------ Given text

Dear Amy: My 26-year-old son has been dating a girl for more than two years.
We all get along really well.
My husband and I recently moved two hours away and have stayed at their apartment approximately five times over the past eight months.
We only stay one night and usually take them out to dinner or have other fun activities with them while visiting.
One time, we were there to see other friends, but staying with them was still handy because they keep an eye on our dogs.
My son doesn’t mind at all, as he has told us.
I recently found out his girlfriend does mind, and has told him that we abuse their hospitality and that she doesn’t feel comfortable in her own home when we’re there (although she has no problem accepting free meals/drinks from us).
My son recently tried to break up with her (before this situation arose), but she talked him out of it.
I’m so distraught and hurt. I no longer feel comfortable staying there. Nor do I feel comfortable having her stay at our home or even being around her.
Our son told her he is not happy about this, but is generally avoiding confrontation.
She doesn’t know that he told me how she feels.
Dear Upset: I take it that you are arranging these visits with your son, and he is conveying the information to his girlfriend after he has agreed to your plan.
It might help if you viewed this from her point of view.
After all, this is her home, too.

------------

Reproduce the advice column word for word, beginning at "My son recently" and stopping after "her home, too.".

------ Dataset excerpts

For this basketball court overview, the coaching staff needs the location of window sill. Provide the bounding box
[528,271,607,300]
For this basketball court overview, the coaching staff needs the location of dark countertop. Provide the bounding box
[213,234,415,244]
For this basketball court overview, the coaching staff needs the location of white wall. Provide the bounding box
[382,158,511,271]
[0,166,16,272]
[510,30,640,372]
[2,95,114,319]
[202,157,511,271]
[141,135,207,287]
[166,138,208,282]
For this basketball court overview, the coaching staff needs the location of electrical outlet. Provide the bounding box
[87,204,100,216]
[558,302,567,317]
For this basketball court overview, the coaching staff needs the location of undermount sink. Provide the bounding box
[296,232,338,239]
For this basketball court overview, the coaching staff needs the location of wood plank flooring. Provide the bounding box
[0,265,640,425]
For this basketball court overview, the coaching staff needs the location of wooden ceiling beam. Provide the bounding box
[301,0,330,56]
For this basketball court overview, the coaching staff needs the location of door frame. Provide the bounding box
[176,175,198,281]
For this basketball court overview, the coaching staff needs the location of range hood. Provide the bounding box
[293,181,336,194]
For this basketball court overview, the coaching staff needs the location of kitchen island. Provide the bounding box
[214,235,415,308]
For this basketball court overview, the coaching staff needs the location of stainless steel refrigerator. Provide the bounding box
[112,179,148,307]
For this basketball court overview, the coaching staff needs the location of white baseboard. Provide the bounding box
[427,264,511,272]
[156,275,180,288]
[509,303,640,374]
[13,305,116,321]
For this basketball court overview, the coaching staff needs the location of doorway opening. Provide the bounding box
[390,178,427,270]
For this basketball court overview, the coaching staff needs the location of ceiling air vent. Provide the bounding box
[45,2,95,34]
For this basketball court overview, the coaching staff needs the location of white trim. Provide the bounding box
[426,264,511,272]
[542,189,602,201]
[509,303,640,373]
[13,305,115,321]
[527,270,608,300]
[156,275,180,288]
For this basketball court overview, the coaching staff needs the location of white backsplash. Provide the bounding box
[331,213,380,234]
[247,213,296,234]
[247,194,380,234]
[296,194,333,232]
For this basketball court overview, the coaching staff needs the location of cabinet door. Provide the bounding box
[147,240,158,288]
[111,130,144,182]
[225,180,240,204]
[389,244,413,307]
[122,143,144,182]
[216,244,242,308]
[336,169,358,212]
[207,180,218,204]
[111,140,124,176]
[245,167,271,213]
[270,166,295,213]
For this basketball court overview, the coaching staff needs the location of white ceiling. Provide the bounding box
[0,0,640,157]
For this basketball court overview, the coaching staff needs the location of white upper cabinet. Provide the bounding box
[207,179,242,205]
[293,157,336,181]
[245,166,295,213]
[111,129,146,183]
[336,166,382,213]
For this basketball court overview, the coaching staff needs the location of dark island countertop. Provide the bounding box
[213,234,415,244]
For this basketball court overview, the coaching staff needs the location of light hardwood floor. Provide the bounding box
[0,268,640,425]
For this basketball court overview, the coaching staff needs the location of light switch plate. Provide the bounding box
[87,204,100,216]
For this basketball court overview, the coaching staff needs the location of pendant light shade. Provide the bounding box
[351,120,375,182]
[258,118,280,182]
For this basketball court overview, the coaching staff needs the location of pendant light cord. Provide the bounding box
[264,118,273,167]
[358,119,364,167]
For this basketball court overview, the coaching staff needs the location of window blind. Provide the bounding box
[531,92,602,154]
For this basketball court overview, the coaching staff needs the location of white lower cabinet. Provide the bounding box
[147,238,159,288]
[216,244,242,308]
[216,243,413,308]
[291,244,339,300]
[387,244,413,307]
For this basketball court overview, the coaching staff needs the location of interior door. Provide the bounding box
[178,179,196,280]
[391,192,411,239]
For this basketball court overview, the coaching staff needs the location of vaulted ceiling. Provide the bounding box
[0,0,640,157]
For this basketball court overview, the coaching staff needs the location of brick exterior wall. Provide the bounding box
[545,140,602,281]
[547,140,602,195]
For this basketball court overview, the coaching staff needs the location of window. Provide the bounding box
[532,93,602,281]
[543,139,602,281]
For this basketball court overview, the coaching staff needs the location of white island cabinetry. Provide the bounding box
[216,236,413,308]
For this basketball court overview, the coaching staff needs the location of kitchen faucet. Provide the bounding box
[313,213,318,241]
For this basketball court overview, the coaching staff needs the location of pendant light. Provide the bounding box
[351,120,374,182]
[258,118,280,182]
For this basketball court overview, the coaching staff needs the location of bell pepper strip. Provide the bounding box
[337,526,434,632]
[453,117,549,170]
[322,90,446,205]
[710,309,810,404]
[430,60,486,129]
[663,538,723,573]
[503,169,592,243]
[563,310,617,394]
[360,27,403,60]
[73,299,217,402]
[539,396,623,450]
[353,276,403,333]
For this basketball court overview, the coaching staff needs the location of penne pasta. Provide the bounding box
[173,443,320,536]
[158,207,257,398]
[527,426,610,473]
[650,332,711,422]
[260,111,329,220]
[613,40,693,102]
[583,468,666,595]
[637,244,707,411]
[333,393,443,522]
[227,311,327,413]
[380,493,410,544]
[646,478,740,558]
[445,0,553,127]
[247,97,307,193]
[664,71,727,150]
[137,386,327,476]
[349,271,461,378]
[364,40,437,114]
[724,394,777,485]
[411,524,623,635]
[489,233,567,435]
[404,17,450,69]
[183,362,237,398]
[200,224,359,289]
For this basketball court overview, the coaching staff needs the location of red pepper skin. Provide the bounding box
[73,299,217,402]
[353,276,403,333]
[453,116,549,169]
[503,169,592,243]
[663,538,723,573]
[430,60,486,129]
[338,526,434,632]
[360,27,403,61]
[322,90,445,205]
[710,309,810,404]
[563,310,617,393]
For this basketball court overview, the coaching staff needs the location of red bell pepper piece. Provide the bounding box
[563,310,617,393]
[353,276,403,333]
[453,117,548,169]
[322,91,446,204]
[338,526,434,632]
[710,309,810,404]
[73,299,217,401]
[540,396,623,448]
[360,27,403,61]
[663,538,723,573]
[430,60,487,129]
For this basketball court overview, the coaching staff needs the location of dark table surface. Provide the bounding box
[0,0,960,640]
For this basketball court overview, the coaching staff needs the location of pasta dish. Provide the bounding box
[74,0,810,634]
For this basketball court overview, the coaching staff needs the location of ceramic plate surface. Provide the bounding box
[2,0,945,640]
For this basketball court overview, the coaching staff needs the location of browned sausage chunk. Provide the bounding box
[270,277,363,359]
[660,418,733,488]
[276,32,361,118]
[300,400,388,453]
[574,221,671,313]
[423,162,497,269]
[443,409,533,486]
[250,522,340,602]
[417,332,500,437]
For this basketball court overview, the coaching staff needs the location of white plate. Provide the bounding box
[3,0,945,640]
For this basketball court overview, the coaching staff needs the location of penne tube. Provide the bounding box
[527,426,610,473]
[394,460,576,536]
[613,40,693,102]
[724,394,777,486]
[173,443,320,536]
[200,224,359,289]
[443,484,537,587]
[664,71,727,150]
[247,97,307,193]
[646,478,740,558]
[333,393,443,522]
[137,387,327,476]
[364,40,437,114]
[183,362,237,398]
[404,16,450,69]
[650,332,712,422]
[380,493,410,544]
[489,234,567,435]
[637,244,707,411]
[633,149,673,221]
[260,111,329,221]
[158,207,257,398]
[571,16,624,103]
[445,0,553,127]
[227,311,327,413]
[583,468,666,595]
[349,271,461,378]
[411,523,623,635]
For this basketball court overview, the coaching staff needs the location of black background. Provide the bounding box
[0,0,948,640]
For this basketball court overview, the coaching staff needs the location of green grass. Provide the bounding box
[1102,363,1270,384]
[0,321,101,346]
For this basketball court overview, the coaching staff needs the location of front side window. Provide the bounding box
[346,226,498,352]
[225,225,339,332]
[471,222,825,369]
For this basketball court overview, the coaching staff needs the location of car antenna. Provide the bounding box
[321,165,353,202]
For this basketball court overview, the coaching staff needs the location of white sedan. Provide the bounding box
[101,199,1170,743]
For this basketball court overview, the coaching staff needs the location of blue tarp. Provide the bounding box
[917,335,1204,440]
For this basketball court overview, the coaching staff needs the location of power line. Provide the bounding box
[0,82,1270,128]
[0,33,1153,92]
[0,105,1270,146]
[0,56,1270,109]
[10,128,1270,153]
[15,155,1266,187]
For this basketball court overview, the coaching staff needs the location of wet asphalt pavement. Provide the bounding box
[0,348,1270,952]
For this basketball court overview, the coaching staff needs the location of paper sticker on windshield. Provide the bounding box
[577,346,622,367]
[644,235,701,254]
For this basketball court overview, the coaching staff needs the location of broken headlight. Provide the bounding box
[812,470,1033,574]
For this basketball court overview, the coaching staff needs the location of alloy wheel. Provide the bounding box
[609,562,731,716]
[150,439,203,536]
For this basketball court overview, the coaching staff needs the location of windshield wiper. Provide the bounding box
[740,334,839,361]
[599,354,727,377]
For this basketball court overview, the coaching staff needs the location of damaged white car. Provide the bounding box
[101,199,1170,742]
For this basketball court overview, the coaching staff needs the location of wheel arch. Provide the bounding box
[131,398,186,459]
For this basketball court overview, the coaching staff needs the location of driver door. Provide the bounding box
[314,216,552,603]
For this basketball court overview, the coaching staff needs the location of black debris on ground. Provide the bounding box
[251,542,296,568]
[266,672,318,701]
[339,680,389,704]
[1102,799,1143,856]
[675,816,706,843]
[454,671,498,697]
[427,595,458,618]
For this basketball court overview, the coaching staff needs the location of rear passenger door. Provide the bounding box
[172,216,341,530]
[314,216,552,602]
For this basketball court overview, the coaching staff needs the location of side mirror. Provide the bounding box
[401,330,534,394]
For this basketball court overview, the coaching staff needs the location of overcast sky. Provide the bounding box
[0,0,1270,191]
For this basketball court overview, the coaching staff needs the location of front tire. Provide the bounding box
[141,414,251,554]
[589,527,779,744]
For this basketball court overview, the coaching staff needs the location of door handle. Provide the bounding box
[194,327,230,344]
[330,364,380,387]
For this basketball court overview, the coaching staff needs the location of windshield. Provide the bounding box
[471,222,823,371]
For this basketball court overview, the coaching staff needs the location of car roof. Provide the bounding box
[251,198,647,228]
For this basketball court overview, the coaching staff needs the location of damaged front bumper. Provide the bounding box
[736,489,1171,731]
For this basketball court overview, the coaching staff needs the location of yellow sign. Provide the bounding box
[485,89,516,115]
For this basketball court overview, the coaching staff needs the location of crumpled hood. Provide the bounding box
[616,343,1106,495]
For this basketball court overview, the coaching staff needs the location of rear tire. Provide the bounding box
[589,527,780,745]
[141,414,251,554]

------------

Output for this exercise =
My son recently tried to break up with her (before this situation arose), but she talked him out of it.
I’m so distraught and hurt. I no longer feel comfortable staying there. Nor do I feel comfortable having her stay at our home or even being around her.
Our son told her he is not happy about this, but is generally avoiding confrontation.
She doesn’t know that he told me how she feels.
Dear Upset: I take it that you are arranging these visits with your son, and he is conveying the information to his girlfriend after he has agreed to your plan.
It might help if you viewed this from her point of view.
After all, this is her home, too.